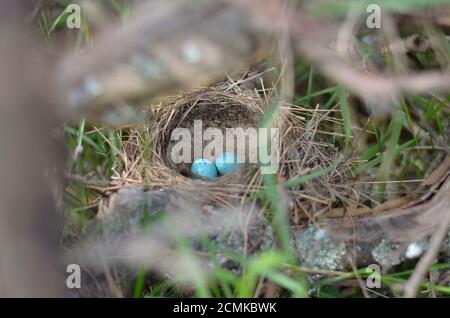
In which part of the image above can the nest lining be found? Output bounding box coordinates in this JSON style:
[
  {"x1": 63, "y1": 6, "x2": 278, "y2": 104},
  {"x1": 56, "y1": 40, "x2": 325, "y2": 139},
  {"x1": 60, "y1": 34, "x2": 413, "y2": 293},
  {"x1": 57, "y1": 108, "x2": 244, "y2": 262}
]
[{"x1": 118, "y1": 74, "x2": 360, "y2": 223}]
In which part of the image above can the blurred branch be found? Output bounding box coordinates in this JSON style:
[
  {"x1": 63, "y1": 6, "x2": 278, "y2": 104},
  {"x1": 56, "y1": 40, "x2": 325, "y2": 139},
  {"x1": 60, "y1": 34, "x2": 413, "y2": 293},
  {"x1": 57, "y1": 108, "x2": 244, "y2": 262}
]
[{"x1": 58, "y1": 0, "x2": 450, "y2": 125}]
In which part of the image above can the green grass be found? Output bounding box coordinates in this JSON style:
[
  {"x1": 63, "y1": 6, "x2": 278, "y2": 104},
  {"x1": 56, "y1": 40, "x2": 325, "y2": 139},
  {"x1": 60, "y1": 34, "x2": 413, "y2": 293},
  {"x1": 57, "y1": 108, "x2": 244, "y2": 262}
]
[{"x1": 37, "y1": 0, "x2": 450, "y2": 297}]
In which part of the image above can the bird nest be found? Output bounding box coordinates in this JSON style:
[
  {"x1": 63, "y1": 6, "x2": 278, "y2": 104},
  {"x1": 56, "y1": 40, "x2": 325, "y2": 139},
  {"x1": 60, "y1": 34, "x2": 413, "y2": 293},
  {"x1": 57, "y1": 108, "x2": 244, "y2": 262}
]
[{"x1": 117, "y1": 72, "x2": 355, "y2": 223}]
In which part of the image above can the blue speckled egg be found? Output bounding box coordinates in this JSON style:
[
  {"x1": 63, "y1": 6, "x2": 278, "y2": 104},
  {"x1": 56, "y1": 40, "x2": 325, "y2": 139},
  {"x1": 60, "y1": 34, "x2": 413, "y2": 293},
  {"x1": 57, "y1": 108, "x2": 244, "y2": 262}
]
[
  {"x1": 215, "y1": 152, "x2": 238, "y2": 176},
  {"x1": 191, "y1": 158, "x2": 217, "y2": 180}
]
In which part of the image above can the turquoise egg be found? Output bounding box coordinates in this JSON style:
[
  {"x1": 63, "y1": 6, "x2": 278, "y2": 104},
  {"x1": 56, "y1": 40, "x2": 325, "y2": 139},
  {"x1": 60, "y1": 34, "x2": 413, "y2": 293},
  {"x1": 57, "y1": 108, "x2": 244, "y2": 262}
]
[
  {"x1": 191, "y1": 158, "x2": 217, "y2": 180},
  {"x1": 216, "y1": 152, "x2": 238, "y2": 176}
]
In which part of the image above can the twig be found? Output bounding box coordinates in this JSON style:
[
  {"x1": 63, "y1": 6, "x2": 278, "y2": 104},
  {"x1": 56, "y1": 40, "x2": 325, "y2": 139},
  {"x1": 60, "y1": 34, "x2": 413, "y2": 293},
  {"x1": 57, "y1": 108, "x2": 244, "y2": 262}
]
[{"x1": 404, "y1": 210, "x2": 450, "y2": 298}]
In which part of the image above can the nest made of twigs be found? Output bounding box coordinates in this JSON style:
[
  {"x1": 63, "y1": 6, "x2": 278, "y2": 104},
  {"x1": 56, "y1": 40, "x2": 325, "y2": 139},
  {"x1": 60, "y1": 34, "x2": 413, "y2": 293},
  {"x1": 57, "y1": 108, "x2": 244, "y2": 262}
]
[{"x1": 116, "y1": 76, "x2": 354, "y2": 222}]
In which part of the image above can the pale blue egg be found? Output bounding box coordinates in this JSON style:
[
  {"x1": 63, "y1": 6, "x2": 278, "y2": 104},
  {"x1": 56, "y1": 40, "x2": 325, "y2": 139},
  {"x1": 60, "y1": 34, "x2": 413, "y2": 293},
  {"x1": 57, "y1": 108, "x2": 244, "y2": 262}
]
[
  {"x1": 215, "y1": 152, "x2": 238, "y2": 176},
  {"x1": 191, "y1": 158, "x2": 217, "y2": 180}
]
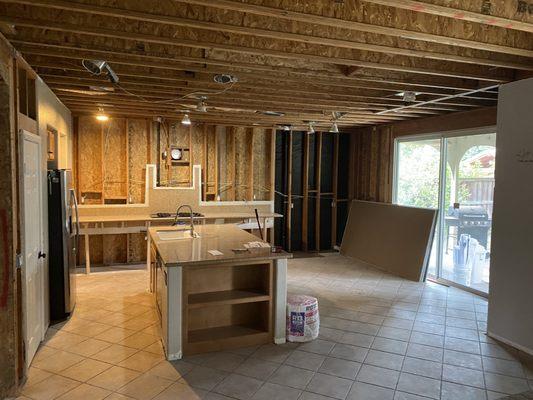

::::

SHORT PROBLEM
Give only the number of lines in the entries above that contain the string "blue".

WRITTEN RESPONSE
2